**THE TASK**.
Render the listing below as a numbered list, leaving out any blank lines.

[Some records]
⟨

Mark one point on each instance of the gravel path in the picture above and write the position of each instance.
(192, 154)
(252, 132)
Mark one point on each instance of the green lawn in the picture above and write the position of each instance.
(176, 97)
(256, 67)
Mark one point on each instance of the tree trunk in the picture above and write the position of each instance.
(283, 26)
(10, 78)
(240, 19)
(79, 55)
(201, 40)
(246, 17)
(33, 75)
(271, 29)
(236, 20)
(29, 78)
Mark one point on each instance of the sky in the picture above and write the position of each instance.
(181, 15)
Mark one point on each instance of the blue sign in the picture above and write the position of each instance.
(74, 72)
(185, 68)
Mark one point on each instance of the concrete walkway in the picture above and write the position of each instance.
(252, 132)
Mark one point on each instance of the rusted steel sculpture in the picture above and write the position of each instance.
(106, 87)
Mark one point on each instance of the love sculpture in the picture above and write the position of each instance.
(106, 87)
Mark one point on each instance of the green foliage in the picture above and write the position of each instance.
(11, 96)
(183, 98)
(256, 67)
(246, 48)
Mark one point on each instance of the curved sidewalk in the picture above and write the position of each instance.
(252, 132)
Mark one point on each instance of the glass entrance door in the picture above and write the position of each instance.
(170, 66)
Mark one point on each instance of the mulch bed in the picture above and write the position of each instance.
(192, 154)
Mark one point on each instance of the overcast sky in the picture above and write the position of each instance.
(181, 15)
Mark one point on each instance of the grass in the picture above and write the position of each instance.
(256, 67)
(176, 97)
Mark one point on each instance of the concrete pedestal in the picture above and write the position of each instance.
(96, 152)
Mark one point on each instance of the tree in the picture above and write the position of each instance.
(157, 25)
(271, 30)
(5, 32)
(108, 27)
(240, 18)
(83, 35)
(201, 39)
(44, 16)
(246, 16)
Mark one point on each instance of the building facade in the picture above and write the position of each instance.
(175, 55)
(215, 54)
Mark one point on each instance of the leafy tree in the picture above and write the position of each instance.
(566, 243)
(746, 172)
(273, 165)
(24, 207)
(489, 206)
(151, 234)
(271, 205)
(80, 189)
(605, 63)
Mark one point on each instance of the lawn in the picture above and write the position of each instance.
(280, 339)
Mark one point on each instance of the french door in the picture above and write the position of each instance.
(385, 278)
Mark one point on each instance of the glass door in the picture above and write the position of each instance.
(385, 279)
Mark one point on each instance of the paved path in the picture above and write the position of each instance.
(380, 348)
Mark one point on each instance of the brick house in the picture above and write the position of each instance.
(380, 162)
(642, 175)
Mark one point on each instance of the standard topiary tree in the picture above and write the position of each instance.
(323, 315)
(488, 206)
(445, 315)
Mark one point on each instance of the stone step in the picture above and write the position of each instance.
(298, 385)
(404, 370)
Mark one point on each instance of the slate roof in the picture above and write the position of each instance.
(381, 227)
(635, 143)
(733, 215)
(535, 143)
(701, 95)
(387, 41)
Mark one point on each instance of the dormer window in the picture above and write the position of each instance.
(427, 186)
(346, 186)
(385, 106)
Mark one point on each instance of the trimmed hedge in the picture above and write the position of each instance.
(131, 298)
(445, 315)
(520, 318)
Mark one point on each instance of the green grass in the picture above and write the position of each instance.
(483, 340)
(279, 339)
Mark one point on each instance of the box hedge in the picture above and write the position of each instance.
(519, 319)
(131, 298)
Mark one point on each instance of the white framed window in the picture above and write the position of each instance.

⟩

**RESPONSE FOR THIS EXERCISE**.
1. Mark one point on each instance of the gravel path in the picture above and write the position of each instance.
2. (192, 154)
3. (252, 132)
4. Mark one point on each instance of the green lawn in the picture above and write the position of each instance.
5. (176, 97)
6. (256, 67)
7. Mark one point on each instance of the tree trunk in the picture above and write the position of each instance.
8. (283, 26)
9. (10, 78)
10. (240, 19)
11. (79, 55)
12. (201, 40)
13. (246, 17)
14. (33, 75)
15. (271, 29)
16. (236, 20)
17. (29, 78)
18. Mark one point on each instance of the sky in the picture above and write the position of each instance.
19. (181, 15)
20. Mark one point on each instance of the blue sign in the picture above and write the position of each instance.
21. (74, 72)
22. (185, 68)
23. Mark one point on each instance of the concrete walkway in the picture above and write the position of each instance.
24. (252, 132)
25. Mark one point on each instance of the rusted steel sculpture in the picture above and write the position of each instance.
26. (106, 87)
27. Mark one point on each instance of the love sculpture in the picture above and write the position of each instance.
28. (106, 87)
29. Mark one point on each instance of the green foliage in the picture above and write the position of each instance.
30. (11, 96)
31. (183, 98)
32. (256, 67)
33. (246, 48)
34. Mark one point on each instance of the curved sidewalk in the picture above and write the position of each instance.
35. (252, 132)
36. Mark one point on each instance of the glass entrance door in the picture above and write the position of each instance.
37. (170, 66)
38. Mark one point on each instance of the mulch bed in the picture above and write the position of each instance.
39. (192, 154)
40. Mark one point on each instance of the overcast sky in the picture above and write the position of each instance.
41. (181, 15)
42. Mark one point on each instance of the grass in the picture above and write the position of each instance.
43. (256, 67)
44. (176, 97)
45. Mark one point on each instance of the concrete pedestal in the picture above and write the position of each instance.
46. (96, 152)
47. Mark one point on each instance of the tree in the picture above and write the position of each instance.
48. (157, 25)
49. (271, 30)
50. (5, 32)
51. (108, 27)
52. (240, 18)
53. (83, 35)
54. (201, 39)
55. (44, 16)
56. (246, 16)
57. Mark one point on each instance of the building facade in the picture above and write the position of each instance.
58. (175, 55)
59. (215, 54)
60. Mark one point on each instance of the leafy tree in the picture above and write the position of each instance.
61. (566, 243)
62. (746, 172)
63. (273, 165)
64. (24, 207)
65. (489, 206)
66. (151, 234)
67. (271, 205)
68. (80, 189)
69. (605, 63)
70. Mark one point on each instance of the lawn in the picture above and write the position of each instance.
71. (280, 339)
72. Mark one point on each instance of the french door in the picture above and write the position of each instance.
73. (385, 278)
74. Mark one point on each instance of the glass door in the picture above and write the position of each instance.
75. (385, 279)
76. Mark one point on each instance of the paved path in the picture above and write the position of each instance.
77. (380, 348)
78. Mark one point on each instance of the brick house in the picture above and write the position of each instance.
79. (380, 162)
80. (642, 175)
81. Mark one point on each instance of the standard topiary tree in the picture above and write the position of each instance.
82. (323, 315)
83. (488, 206)
84. (445, 315)
85. Mark one point on each instance of the stone step in the picture above and write the position of each instance.
86. (298, 385)
87. (404, 370)
88. Mark one point on each instance of the slate roof in the picture above and write the position of each instance.
89. (381, 227)
90. (635, 143)
91. (733, 215)
92. (535, 143)
93. (701, 95)
94. (387, 41)
95. Mark one point on each instance of the dormer window in the picture above and write the position of each instance.
96. (427, 186)
97. (346, 186)
98. (385, 106)
99. Mark one point on each instance of the trimmed hedge in the picture above and write the position of each instance.
100. (131, 298)
101. (445, 315)
102. (520, 318)
103. Mark one point on each instance of the green grass in the picture above and write the position of each instance.
104. (483, 340)
105. (279, 339)
106. Mark one point on each instance of the box hedge in the picture above and write the position of each instance.
107. (519, 319)
108. (131, 298)
109. Mark one point on each instance of the white framed window in the picture above and write the position of each instance.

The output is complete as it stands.